- [Brief]: Can you rewrite all of the data below, replacing "crop health pipeline" with "field survey pipeline" and leaving everything else unchanged? Leave the pictures out of your answer.

- [Given records]:
((

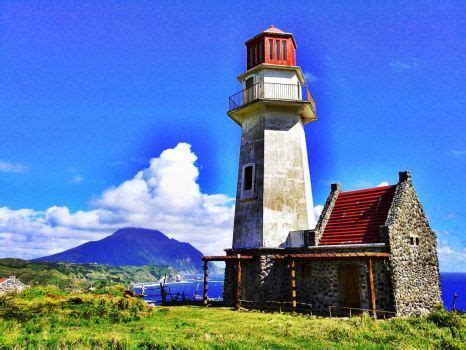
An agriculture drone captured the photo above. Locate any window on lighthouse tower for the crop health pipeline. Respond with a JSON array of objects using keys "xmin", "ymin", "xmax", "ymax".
[{"xmin": 241, "ymin": 163, "xmax": 256, "ymax": 199}]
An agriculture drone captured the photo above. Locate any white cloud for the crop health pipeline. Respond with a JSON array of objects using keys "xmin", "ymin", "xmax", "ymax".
[
  {"xmin": 0, "ymin": 143, "xmax": 234, "ymax": 258},
  {"xmin": 0, "ymin": 160, "xmax": 27, "ymax": 173}
]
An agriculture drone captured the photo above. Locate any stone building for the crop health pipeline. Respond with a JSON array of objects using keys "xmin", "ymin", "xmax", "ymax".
[
  {"xmin": 203, "ymin": 26, "xmax": 441, "ymax": 316},
  {"xmin": 0, "ymin": 276, "xmax": 28, "ymax": 295}
]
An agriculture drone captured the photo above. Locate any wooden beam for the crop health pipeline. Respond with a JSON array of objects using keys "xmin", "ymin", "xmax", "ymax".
[
  {"xmin": 290, "ymin": 259, "xmax": 296, "ymax": 311},
  {"xmin": 201, "ymin": 254, "xmax": 255, "ymax": 261},
  {"xmin": 236, "ymin": 254, "xmax": 242, "ymax": 310},
  {"xmin": 202, "ymin": 261, "xmax": 209, "ymax": 305},
  {"xmin": 367, "ymin": 258, "xmax": 377, "ymax": 318}
]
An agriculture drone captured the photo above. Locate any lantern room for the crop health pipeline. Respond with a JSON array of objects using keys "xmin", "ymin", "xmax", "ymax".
[{"xmin": 246, "ymin": 25, "xmax": 296, "ymax": 70}]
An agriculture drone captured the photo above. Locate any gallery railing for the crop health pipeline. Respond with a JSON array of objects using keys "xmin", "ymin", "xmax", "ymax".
[{"xmin": 228, "ymin": 82, "xmax": 315, "ymax": 112}]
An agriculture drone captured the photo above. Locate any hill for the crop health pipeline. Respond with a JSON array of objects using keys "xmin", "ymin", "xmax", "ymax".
[
  {"xmin": 34, "ymin": 228, "xmax": 210, "ymax": 273},
  {"xmin": 0, "ymin": 258, "xmax": 172, "ymax": 289}
]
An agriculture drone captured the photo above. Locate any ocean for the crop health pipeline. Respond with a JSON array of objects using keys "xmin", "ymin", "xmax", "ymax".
[{"xmin": 135, "ymin": 272, "xmax": 466, "ymax": 311}]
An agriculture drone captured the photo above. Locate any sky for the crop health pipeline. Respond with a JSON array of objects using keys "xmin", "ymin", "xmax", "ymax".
[{"xmin": 0, "ymin": 0, "xmax": 466, "ymax": 271}]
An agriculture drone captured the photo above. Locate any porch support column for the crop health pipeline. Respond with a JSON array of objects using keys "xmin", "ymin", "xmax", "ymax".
[
  {"xmin": 235, "ymin": 254, "xmax": 241, "ymax": 310},
  {"xmin": 202, "ymin": 260, "xmax": 209, "ymax": 305},
  {"xmin": 290, "ymin": 258, "xmax": 296, "ymax": 311},
  {"xmin": 367, "ymin": 258, "xmax": 377, "ymax": 318}
]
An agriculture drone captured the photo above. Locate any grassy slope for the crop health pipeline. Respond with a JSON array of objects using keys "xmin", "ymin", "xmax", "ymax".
[
  {"xmin": 0, "ymin": 259, "xmax": 174, "ymax": 288},
  {"xmin": 0, "ymin": 288, "xmax": 466, "ymax": 349}
]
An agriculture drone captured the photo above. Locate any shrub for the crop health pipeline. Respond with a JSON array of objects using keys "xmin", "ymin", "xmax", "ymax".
[{"xmin": 427, "ymin": 305, "xmax": 463, "ymax": 329}]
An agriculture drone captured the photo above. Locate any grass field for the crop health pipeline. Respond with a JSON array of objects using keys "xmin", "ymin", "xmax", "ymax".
[{"xmin": 0, "ymin": 287, "xmax": 466, "ymax": 349}]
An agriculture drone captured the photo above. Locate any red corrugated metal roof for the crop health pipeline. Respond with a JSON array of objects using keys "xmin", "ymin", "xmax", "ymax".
[{"xmin": 319, "ymin": 186, "xmax": 396, "ymax": 245}]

))

- [Written answer]:
An agriculture drone captured the photo above. Locate any window on lighthouse tower for the field survey pipeline. Respond with a JSON array of objects using keys "xmin", "ymin", "xmax", "ymax".
[{"xmin": 241, "ymin": 163, "xmax": 256, "ymax": 199}]
An agriculture drone captured the photo above. Locate any white cloud for the field survey pipeline. Respond with a JSON array of objects using keys "xmin", "ymin", "xmax", "ymax".
[
  {"xmin": 0, "ymin": 143, "xmax": 234, "ymax": 258},
  {"xmin": 0, "ymin": 160, "xmax": 27, "ymax": 173}
]
An agriculture drone captured the photo above. Locate any stone building for the field survey pipeline. Respond with a JSON array of objects using keys "xmin", "ymin", "xmax", "ymax".
[
  {"xmin": 203, "ymin": 26, "xmax": 441, "ymax": 316},
  {"xmin": 0, "ymin": 276, "xmax": 28, "ymax": 295}
]
An agriculture drone captured the photo above. Locate any wooden beam for the field survey pipeline. Respond with a JSON array of objects using keys "xmin", "ymin", "xmax", "ymax".
[
  {"xmin": 290, "ymin": 259, "xmax": 296, "ymax": 311},
  {"xmin": 201, "ymin": 254, "xmax": 255, "ymax": 261},
  {"xmin": 236, "ymin": 254, "xmax": 242, "ymax": 310},
  {"xmin": 202, "ymin": 261, "xmax": 209, "ymax": 305},
  {"xmin": 367, "ymin": 258, "xmax": 377, "ymax": 318}
]
An agriculture drone captured the photo above. Locate any lantern room for the field survey pipeline. Respond with a JSON array of objects using keys "xmin", "ymin", "xmax", "ymax".
[{"xmin": 246, "ymin": 25, "xmax": 296, "ymax": 70}]
An agriculture drone captured the photo above. Locate any gallery railing for the field survey pipeline. Respond with a JSON array of objects using keys "xmin", "ymin", "xmax", "ymax".
[{"xmin": 228, "ymin": 82, "xmax": 315, "ymax": 112}]
An agriculture drone captured the photo above. Locate any hill for the field survey pipeline. Respond with a JSON array of objects using keys "xmin", "ymin", "xmax", "ymax".
[
  {"xmin": 34, "ymin": 228, "xmax": 210, "ymax": 273},
  {"xmin": 0, "ymin": 258, "xmax": 172, "ymax": 289}
]
An agriculture drone captured the photo above. Locate any ocean for the field survey pipeline. Respond with a JSON array of objects using keys "xmin", "ymin", "xmax", "ymax".
[{"xmin": 135, "ymin": 272, "xmax": 466, "ymax": 311}]
An agriculture drone captured the photo above. Locate any sky for the field survey pipeline. Respond with a JSON array of objects using keys "xmin", "ymin", "xmax", "ymax".
[{"xmin": 0, "ymin": 0, "xmax": 466, "ymax": 271}]
An agriculture drone captured the photo above. Locate any porch support column for the field survey pipeline. Respond with a JSON array of objects using keys "xmin", "ymin", "xmax", "ymax".
[
  {"xmin": 235, "ymin": 254, "xmax": 241, "ymax": 310},
  {"xmin": 202, "ymin": 260, "xmax": 209, "ymax": 305},
  {"xmin": 290, "ymin": 258, "xmax": 296, "ymax": 311},
  {"xmin": 367, "ymin": 258, "xmax": 377, "ymax": 318}
]
An agriculture drone captured the photo above. Locate any grassy slope for the field survey pipeline. Respond with a JSON array of objects using keys "xmin", "ymin", "xmax", "ymax".
[
  {"xmin": 0, "ymin": 259, "xmax": 174, "ymax": 288},
  {"xmin": 0, "ymin": 288, "xmax": 466, "ymax": 349}
]
An agriculture drone captured the photo above. Locate any shrub for the field survey pipeline. Respond with a JSON array of objects using keys "xmin", "ymin", "xmax", "ymax".
[{"xmin": 427, "ymin": 305, "xmax": 463, "ymax": 329}]
An agriculture drone captured the photo above. Locate any grass field for the field survey pipeline. Respond with a JSON array of objects using keys "xmin", "ymin", "xmax", "ymax".
[{"xmin": 0, "ymin": 287, "xmax": 466, "ymax": 349}]
An agriculture drone captured the photo above. Locate any red corrugated metal roof for the field survey pipeline. Respond with a JSON array of objects using keys "xmin", "ymin", "xmax", "ymax".
[{"xmin": 319, "ymin": 186, "xmax": 396, "ymax": 245}]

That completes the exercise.